• **Source extract**:
┄┄┄┄┄┄
Creativity: A Plant We Must Tend

· May 30, 2017

Creativity: a word we have heard so many times before. A word that everyone uses so frequently, whether they are specialists in the subject or not. But, are we really sure of what this tool implies in our daily life? We have always considered it as a quality of childhood, and even of adolescence. But it would be a mistake to think it disappears in adulthood.

Creativity increases your possibilities of resolving problems

To be creative we must be flexible

Creativity comes from the verb “create”. And creating is nothing more than the act of inventing or generating something new. It’s not a quality owned exclusively by painters, artists, architects and musicians, as it’s commonly thought. A creative person is every single person who manages to create original solutions for the emerging problems in their daily life. It is also that person who wonders and asks questions about subjects no one had considered before.

lightbulb next to paper balls

Many of these people have been able to develop their creativity during their childhood. This is due to the fact that it was demanded and reinforced by the people who participated in their education. Let’s say there’s a child who drew a sheep with wings. We know that sheep don’t have wings. In fact, it sounds funny to affirm it.

This is a fact, sheep do not have wings.  That’s fine. But, what is the problem with a kid drawing a sheep this way? Why must we censor this particular “work of art”?


 Creativity is nurtured by rewards and not by punishments

Especially during childhood, the important part is the process itself and not the final result. There must be no hurry to qualify the artistic expression of a child with words like “good” or “bad”. By acting this way we are punishing his spontaneity and, therefore, encouraging him to abandon it. If I give my child the freedom to put imagination into his drawings, he will be able to generate other possible alternatives. Ones different from the ones that already exist.
┄┄┄┄┄┄
• **Data**:
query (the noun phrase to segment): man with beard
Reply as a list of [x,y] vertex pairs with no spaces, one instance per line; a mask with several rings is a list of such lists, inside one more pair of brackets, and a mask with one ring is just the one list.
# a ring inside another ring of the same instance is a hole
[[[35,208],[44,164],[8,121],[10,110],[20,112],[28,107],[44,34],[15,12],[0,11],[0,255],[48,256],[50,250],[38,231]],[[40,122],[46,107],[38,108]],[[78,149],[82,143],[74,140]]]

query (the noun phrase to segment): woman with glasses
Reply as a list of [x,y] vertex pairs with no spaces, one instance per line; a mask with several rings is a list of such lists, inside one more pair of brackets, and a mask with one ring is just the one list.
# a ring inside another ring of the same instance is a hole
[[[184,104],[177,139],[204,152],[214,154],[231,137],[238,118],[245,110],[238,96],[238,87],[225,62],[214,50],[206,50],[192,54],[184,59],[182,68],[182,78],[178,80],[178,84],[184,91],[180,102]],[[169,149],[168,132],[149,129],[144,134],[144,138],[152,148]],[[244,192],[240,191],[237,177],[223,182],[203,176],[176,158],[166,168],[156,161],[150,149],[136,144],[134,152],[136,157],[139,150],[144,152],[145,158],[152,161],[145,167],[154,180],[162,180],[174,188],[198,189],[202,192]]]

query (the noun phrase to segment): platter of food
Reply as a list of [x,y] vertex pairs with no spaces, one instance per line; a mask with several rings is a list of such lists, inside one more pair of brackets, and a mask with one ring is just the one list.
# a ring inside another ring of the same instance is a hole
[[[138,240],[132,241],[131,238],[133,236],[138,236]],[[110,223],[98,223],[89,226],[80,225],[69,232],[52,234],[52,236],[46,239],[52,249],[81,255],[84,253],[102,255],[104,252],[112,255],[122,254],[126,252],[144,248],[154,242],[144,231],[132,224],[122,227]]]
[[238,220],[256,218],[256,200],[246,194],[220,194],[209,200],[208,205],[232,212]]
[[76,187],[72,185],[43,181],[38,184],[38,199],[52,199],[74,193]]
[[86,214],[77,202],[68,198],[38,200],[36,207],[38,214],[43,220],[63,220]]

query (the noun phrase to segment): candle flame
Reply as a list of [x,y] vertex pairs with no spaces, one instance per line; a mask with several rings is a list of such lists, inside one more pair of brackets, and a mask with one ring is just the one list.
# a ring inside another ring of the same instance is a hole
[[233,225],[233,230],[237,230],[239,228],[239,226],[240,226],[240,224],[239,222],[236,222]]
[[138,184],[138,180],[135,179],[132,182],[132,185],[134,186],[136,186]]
┄┄┄┄┄┄
• **Task requirements**:
Answer these questions about the creativity article:
(a) What verb does the word "creativity" come from?
(b) What did the child in the article's example draw?
(c) What does the article say creativity is nurtured by, and what is it not nurtured by?

• **Answer space**:
(a) The verb "create."
(b) A sheep with wings.
(c) It is nurtured by rewards, not by punishments.